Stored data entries
------------------------

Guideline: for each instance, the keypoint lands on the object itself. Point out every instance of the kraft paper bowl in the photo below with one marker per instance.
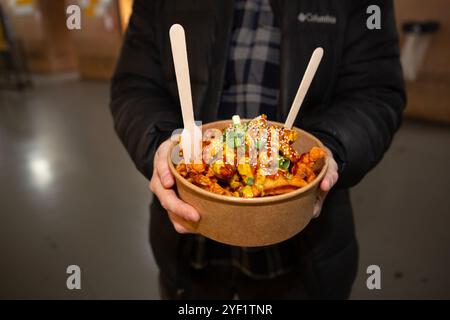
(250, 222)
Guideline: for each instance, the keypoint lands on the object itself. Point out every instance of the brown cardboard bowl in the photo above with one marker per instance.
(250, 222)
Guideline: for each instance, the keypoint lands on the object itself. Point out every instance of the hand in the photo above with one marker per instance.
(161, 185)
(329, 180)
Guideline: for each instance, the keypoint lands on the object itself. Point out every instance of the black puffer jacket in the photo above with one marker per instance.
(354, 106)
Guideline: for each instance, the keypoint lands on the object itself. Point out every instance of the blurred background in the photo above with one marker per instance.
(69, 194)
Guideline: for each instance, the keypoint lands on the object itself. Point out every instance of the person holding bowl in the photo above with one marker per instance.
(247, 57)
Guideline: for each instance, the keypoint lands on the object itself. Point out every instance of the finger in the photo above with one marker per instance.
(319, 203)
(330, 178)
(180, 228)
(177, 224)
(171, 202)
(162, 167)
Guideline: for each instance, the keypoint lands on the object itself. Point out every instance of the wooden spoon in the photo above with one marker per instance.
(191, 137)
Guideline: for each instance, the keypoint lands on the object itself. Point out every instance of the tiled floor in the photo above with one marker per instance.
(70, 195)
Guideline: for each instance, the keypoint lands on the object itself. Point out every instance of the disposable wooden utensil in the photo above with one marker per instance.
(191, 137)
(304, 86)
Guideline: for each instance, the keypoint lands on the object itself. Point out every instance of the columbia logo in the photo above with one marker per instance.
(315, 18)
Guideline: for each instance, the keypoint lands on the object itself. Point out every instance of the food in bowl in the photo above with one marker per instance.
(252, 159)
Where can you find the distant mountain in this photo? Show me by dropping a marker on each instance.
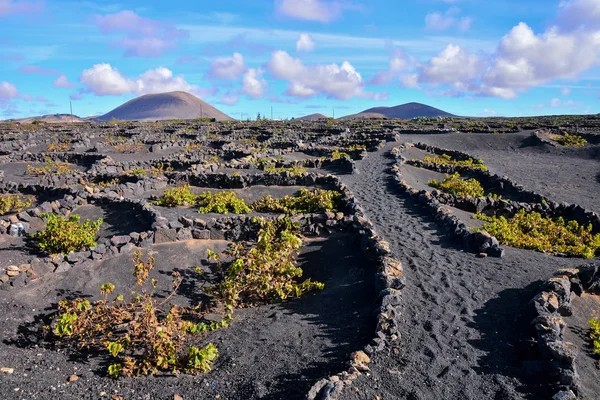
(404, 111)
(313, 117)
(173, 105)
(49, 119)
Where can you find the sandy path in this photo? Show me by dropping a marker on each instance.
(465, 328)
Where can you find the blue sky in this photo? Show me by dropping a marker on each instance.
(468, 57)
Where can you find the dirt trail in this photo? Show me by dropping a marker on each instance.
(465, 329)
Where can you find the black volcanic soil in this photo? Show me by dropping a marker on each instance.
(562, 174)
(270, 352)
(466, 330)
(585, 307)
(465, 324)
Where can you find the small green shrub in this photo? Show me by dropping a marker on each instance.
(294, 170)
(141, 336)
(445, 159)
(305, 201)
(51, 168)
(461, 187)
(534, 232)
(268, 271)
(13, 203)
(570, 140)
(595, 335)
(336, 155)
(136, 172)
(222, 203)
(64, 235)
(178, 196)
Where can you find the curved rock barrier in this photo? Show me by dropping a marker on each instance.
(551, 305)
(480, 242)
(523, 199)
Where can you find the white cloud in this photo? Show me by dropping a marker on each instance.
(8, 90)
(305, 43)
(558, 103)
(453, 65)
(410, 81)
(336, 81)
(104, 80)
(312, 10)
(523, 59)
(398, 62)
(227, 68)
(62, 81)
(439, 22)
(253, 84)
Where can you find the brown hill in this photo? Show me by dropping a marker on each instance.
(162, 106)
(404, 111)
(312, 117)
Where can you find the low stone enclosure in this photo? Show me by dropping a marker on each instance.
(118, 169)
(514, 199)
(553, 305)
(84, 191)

------------------------

Return exactly the lines in the records above, beginning with the one that holds "Where can you find the sandy" and ending with the last.

Where can you find the sandy path in this photo? Show me by dropping a marker on each instance.
(465, 328)
Where can you find the blue sky in this photo? Show me by dropping a marker on each instance.
(468, 57)
Where can you find the dirt trail in this photo? Show me by dropping a marker on each instance.
(465, 329)
Where can you find the black volcanic soil in this photo? Show me by dropping a marker on each instance.
(562, 174)
(270, 352)
(466, 330)
(585, 307)
(465, 324)
Where can you find the small green shrub in this photo? Show me by dropping a marker on each instance.
(294, 170)
(141, 336)
(445, 159)
(305, 201)
(51, 168)
(461, 187)
(534, 232)
(268, 271)
(13, 203)
(570, 140)
(595, 335)
(336, 155)
(136, 172)
(222, 203)
(64, 235)
(178, 196)
Where can you find the curved rock barrier in this photo? Show me by dropping a marker on each instance.
(551, 305)
(480, 242)
(523, 199)
Where can you find the white cloud in this photo? Show me by dropping a marker on each instance.
(8, 90)
(305, 43)
(558, 103)
(453, 65)
(410, 81)
(336, 81)
(104, 80)
(312, 10)
(523, 59)
(398, 62)
(227, 68)
(62, 81)
(439, 22)
(253, 84)
Where can you find the brown hill in this photo? Show me by dropping a marker on each instance.
(162, 106)
(404, 111)
(312, 117)
Where can you find the low stone enclosure in this photo? Show me by dropping a marker on each instance.
(118, 169)
(514, 199)
(553, 305)
(84, 191)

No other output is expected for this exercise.